Text section ->
☆ ☆ ☆

Module 2: "Parallel Computer Architecture: Today and Tomorrow"
  Lecture 4: "Shared Memory Multiprocessors"
 

On-chip TLP

  • Current trend:
    • Tight integration
    • Minimize communication latency (data communication is the bottleneck)
  • Since we have transistors
    • Put multiple cores on chip (Chip multiprocessing)
    • They can communicate via either a shared bus or switch-based fabric on-chip (can be custom designed and clocked faster)
    • Or put support for multiple threads without replicating cores (Simultaneous multi-threading)
    • Both choices provide a good cost/performance trade-off

Economics

  • Ultimately who controls what gets built?
  • It is cost vs. performance trade-off
  • Given a time budget (to market) and a revenue projection, how much performance can be afforded
  • Normal trend is to use commodity microprocessors as building blocks unless there is a very good reason
    • Reuse existing technology as much as possible
  • Large-scale scientific computing mostly exploits message-passing machines (easy to build, less costly); even google uses same kind of architecture [use commodity parts]
  • Small to medium-scale shared memory multiprocessors are needed in the commercial market (databases)

☆ ☆ ☆

Work to complete -> Give back the section of the lecture notes from "On-chip TLP" to "chip (Chip multiprocessing)", copied word for word. The lines that come after the lecture notes have nothing to do with your work here.

☆ ☆ ☆

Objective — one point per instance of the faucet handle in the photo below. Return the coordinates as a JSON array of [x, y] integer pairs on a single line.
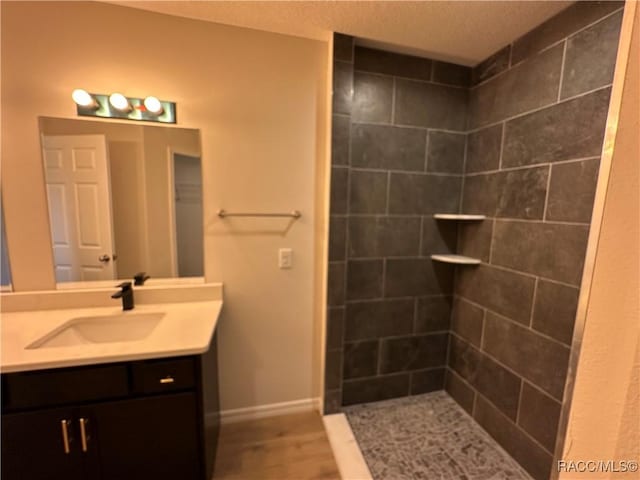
[[124, 286], [140, 278]]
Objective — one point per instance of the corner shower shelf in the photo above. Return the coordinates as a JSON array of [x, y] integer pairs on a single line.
[[455, 216], [457, 259]]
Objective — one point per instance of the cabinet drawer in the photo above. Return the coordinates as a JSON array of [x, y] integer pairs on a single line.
[[69, 385], [163, 375]]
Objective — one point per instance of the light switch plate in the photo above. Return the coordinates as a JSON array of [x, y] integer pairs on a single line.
[[285, 258]]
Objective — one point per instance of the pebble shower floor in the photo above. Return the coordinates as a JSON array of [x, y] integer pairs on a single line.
[[428, 437]]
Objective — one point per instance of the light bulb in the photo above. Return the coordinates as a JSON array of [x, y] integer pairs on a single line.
[[119, 102], [83, 98], [153, 105]]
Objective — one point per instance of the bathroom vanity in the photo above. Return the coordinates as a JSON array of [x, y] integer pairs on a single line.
[[79, 403]]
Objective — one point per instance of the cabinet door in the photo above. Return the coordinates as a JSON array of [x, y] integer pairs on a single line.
[[153, 437], [34, 447]]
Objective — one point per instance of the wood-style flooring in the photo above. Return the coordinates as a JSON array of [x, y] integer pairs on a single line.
[[289, 447]]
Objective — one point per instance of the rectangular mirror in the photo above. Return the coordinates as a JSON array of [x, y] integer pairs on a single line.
[[5, 270], [123, 199]]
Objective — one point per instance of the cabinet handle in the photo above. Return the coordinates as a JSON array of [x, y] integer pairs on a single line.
[[64, 424], [83, 433]]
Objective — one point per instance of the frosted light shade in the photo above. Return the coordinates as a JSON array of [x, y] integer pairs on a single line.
[[83, 98]]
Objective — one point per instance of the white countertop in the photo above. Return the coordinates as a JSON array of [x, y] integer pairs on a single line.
[[186, 329]]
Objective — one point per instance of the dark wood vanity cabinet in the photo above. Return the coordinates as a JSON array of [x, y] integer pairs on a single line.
[[92, 428]]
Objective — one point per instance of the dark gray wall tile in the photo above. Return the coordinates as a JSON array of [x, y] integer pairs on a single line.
[[493, 65], [427, 381], [343, 47], [539, 415], [413, 193], [364, 279], [339, 185], [438, 236], [379, 61], [368, 192], [530, 85], [379, 318], [384, 236], [383, 146], [489, 378], [451, 74], [459, 390], [372, 98], [554, 310], [577, 16], [512, 194], [375, 389], [483, 150], [474, 239], [335, 284], [538, 359], [492, 380], [572, 190], [433, 314], [569, 130], [332, 401], [337, 238], [413, 353], [342, 87], [466, 321], [335, 328], [505, 292], [591, 57], [554, 251], [340, 133], [526, 452], [333, 370], [428, 105], [416, 277], [360, 359], [446, 152]]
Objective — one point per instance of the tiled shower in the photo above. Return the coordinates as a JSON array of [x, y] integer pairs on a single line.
[[517, 139]]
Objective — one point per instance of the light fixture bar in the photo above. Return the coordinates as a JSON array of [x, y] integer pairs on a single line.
[[136, 111]]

☆ ☆ ☆

Output ->
On-chip TLP

  • Current trend:
    • Tight integration
    • Minimize communication latency (data communication is the bottleneck)
  • Since we have transistors
    • Put multiple cores on chip (Chip multiprocessing)